Copy out the data verbatim, from the line containing "Task: point out each instance of the boat windshield" through the final line of the data.

++++++++

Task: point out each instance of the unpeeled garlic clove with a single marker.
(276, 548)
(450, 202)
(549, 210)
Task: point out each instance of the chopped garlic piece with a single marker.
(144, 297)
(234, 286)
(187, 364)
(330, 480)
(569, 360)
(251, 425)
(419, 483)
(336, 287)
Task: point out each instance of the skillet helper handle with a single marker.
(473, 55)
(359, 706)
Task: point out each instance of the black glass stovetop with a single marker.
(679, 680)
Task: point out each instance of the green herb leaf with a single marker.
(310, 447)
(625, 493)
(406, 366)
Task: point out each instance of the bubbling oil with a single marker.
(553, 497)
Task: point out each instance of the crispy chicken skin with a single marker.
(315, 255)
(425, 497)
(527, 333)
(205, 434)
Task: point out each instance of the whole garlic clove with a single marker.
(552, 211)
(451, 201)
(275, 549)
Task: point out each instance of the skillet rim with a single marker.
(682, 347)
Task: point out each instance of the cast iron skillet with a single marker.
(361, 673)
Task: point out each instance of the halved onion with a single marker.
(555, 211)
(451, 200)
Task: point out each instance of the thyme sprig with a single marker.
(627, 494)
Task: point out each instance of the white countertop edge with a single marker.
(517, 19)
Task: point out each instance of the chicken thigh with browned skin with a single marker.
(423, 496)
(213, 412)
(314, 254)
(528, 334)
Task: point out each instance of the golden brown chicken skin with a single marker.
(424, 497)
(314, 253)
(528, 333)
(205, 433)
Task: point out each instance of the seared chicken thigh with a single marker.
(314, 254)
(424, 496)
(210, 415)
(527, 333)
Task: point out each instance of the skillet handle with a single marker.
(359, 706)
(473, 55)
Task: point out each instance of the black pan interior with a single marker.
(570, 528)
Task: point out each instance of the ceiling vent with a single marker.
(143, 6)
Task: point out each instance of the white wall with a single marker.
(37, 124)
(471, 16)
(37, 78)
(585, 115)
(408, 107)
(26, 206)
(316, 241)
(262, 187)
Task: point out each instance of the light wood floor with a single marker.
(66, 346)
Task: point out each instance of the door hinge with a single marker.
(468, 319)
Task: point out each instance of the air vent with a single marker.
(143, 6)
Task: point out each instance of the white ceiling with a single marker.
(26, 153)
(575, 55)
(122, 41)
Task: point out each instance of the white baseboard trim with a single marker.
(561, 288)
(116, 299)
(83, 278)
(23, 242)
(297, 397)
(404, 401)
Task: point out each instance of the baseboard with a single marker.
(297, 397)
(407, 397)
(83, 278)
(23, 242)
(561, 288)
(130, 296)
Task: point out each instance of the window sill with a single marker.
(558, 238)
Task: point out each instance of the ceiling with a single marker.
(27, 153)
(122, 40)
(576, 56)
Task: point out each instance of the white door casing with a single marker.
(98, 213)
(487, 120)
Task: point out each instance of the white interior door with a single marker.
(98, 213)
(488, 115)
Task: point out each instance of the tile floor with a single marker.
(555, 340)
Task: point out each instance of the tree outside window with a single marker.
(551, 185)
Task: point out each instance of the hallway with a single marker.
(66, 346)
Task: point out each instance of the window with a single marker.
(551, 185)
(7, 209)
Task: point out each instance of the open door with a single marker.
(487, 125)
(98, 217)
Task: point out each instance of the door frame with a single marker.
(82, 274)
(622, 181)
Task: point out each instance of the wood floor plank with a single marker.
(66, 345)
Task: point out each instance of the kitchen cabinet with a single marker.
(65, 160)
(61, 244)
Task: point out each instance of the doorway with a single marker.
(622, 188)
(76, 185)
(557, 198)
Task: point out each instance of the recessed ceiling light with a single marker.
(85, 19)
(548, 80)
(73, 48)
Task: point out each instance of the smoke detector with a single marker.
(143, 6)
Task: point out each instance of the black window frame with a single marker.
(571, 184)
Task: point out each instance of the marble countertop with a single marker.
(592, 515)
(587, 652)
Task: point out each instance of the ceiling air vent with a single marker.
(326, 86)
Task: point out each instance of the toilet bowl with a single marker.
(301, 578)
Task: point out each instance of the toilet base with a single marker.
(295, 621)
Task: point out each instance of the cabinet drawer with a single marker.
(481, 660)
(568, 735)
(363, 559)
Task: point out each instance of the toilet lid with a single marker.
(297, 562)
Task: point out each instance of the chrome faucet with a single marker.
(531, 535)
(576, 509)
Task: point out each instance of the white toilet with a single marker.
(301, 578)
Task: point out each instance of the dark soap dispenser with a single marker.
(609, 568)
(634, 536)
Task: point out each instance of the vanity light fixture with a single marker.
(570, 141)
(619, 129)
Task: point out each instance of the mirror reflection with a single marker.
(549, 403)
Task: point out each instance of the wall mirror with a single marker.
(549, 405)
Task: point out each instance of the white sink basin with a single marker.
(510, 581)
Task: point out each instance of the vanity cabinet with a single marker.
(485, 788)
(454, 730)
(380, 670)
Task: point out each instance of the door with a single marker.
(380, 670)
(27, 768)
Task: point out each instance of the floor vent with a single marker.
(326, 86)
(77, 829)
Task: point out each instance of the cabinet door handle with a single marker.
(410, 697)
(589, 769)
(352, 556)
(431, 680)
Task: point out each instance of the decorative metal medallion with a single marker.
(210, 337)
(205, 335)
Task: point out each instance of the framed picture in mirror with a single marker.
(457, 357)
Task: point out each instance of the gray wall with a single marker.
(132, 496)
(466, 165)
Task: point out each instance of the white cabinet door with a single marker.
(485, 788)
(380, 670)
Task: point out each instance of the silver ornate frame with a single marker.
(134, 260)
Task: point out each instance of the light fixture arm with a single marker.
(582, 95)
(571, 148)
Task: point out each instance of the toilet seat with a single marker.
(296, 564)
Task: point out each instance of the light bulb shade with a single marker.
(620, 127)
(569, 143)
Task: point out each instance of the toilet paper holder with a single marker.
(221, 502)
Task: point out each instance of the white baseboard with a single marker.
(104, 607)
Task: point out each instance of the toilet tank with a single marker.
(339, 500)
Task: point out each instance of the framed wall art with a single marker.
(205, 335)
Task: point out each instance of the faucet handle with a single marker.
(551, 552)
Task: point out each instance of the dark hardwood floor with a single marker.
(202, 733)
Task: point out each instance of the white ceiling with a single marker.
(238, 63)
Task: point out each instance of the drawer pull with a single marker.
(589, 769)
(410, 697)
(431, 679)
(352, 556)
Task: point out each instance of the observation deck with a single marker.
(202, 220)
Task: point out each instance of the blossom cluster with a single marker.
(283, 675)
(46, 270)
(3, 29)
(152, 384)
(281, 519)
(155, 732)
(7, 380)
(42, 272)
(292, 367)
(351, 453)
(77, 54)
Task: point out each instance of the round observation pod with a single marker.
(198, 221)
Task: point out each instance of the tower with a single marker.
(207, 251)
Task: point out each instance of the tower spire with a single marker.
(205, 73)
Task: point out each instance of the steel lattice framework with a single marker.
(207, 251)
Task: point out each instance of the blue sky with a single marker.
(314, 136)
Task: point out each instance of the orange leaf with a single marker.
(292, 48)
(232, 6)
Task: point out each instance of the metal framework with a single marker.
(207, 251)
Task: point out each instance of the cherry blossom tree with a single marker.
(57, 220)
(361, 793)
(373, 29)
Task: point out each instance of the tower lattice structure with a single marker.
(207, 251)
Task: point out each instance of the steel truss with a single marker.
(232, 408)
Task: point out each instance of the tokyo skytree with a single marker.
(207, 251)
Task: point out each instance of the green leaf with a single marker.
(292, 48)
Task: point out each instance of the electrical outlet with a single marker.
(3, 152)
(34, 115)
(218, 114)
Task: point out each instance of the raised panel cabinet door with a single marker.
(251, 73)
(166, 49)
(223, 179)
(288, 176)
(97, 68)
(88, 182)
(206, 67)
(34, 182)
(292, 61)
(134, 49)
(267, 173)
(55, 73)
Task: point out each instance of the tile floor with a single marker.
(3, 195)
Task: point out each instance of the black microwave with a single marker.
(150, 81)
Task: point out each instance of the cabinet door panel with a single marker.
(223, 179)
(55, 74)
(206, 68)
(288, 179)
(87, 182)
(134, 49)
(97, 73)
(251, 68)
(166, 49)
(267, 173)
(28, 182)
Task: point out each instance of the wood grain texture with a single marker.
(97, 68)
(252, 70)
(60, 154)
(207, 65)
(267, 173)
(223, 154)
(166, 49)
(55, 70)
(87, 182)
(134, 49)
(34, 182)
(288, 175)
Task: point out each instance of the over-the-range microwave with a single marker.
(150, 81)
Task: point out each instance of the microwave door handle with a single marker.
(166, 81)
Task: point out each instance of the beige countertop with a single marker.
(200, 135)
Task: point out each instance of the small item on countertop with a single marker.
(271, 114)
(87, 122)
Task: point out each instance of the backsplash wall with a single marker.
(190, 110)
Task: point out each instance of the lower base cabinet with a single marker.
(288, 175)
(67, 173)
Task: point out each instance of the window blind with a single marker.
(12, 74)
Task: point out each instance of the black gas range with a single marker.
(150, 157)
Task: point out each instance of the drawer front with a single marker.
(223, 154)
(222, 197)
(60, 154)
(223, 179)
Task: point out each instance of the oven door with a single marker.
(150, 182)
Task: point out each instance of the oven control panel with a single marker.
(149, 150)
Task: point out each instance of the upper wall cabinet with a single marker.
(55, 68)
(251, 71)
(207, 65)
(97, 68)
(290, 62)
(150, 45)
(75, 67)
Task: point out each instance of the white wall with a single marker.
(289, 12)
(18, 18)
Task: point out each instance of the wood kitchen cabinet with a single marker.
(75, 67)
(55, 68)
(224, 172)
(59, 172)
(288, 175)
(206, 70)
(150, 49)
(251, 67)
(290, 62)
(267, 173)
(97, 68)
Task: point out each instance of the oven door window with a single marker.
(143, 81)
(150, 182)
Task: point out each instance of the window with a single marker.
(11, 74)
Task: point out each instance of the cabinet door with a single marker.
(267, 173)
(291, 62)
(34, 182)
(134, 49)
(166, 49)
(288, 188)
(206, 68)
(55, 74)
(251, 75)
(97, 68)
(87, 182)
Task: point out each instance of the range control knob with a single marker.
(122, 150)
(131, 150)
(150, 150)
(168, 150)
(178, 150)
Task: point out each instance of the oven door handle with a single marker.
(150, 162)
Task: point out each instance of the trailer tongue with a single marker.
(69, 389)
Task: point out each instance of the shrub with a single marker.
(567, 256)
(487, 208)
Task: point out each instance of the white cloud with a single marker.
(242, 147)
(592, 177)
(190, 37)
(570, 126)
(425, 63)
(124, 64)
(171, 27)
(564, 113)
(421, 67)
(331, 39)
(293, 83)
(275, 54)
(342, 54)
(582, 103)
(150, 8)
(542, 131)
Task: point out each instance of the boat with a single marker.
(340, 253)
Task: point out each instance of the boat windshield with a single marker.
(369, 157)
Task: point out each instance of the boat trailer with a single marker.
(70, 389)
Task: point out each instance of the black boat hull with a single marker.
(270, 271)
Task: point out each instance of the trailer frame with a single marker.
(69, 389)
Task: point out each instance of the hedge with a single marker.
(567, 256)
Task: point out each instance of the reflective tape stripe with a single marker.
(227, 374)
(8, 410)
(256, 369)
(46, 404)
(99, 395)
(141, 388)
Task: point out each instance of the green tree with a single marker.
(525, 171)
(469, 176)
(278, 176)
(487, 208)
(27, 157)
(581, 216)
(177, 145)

++++++++

- [SOLUTION FOR THIS PROBLEM]
Task: point out each instance of the boat windshield with a single marker.
(369, 157)
Task: point out each instance of the boat trailer with a single marker.
(70, 389)
Task: point out each instance of the black boat hull with a single marker.
(270, 271)
Task: point out each instance of the trailer frame with a single marker.
(69, 389)
Task: point out each instance of the hedge with a single marker.
(567, 256)
Task: point out each instance of the reflective tape stripe with a single marker.
(227, 374)
(8, 410)
(256, 369)
(46, 404)
(99, 395)
(141, 388)
Task: point out each instance of the green tree with a single marker.
(525, 171)
(469, 176)
(278, 176)
(487, 208)
(27, 157)
(581, 216)
(177, 145)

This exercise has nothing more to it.